=== REQUIRED WORK ===
A. Answer these from the chickenwire thread:
(i) How does the first poster want the chickenwire to look?
(ii) What does rider say to thread through the holes in the wire?
(iii) What does Wisconsin Ann suggest weaving through the top of the fence?
B. From the chickenwire thread, write out the part that opens with the words containing "use a broom" and closes with "it fairly tight.", swapping "pole" for "post".
C. Carry on the chickenwire thread from where it stops.

# Most efficient way to tighten chickenwire??



## gaiasactuality (Apr 6, 2007)

Okay so maybe this sounds like a dumb question to some of you folks...((( but my philosophy is there are no dumb questions))))
I was trying to put a chickenwire fence up around my lil' patch of garden and I want the chickenwire to be really nice/tight/neat looking. What is the best way to do this because I'm kinda clueless ((obviously))  I would appreciate any help.
~amber


----------



## rider (Feb 11, 2003)

use a broom handle or something like thread it threw the holes in the wire and have one person pull it tight at the pole and another person tighten it with wire or fence clips then move to the next pole and repeat the process this works well with feild fence also rider


----------



## Wisconsin Ann (Feb 27, 2007)

broom h andle, dowel rod, even a metal fence stake (wind the fencing around the fence post). You might consider weaving a wire (light weight cable works well) thru the top of the fence. that will keep it from sagging and keep it fairly tight.


----------



## ninny (Dec 12, 2005)

=== PROVIDED DATA ===
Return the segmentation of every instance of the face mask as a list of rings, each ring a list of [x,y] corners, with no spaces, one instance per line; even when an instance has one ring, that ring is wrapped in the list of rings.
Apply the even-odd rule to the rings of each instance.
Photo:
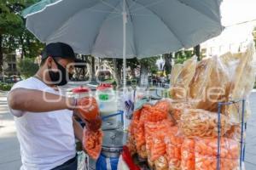
[[[73,74],[67,72],[67,70],[61,65],[60,65],[55,61],[55,60],[54,60],[54,61],[56,64],[59,71],[55,72],[49,68],[49,75],[50,80],[56,86],[63,86],[67,83],[67,74],[68,74],[69,80],[72,78]]]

=== THE ANSWERS ===
A.
(i) Really nice, tight, and neat looking.
(ii) A broom handle or something like it.
(iii) A wire; light weight cable works well.

B.
use a broom handle or something like thread it threw the holes in the wire and have one person pull it tight at the post and another person tighten it with wire or fence clips then move to the next post and repeat the process this works well with feild fence also rider


----------



## Wisconsin Ann (Feb 27, 2007)

broom h andle, dowel rod, even a metal fence stake (wind the fencing around the fence post). You might consider weaving a wire (light weight cable works well) thru the top of the fence. that will keep it from sagging and keep it fairly tight.

C.
Make sure your posts are set nice and sturdy in the ground before you do too much tightening on your wire, otherwise you're wasting your time.


.


----------



## fishhead (Jul 19, 2006)

If you have one I'd use a hand operated winch attached to a strong anchor on one end and a stiff metal rod woven through the mesh on the other. Then I'd weave some strong wire through the top openings in the mesh, pull it tight too and staple or fasten it with clips to your posts.


----------



## plowjockey (Aug 18, 2008)

If the wire is just baggy in spots, you can use needle-nose pliers to bend little s-shaped "kinks" in the wire that will snug it up.

Won't work if it is real loose.

Marty


----------



## gaiasactuality (Apr 6, 2007)

thank you !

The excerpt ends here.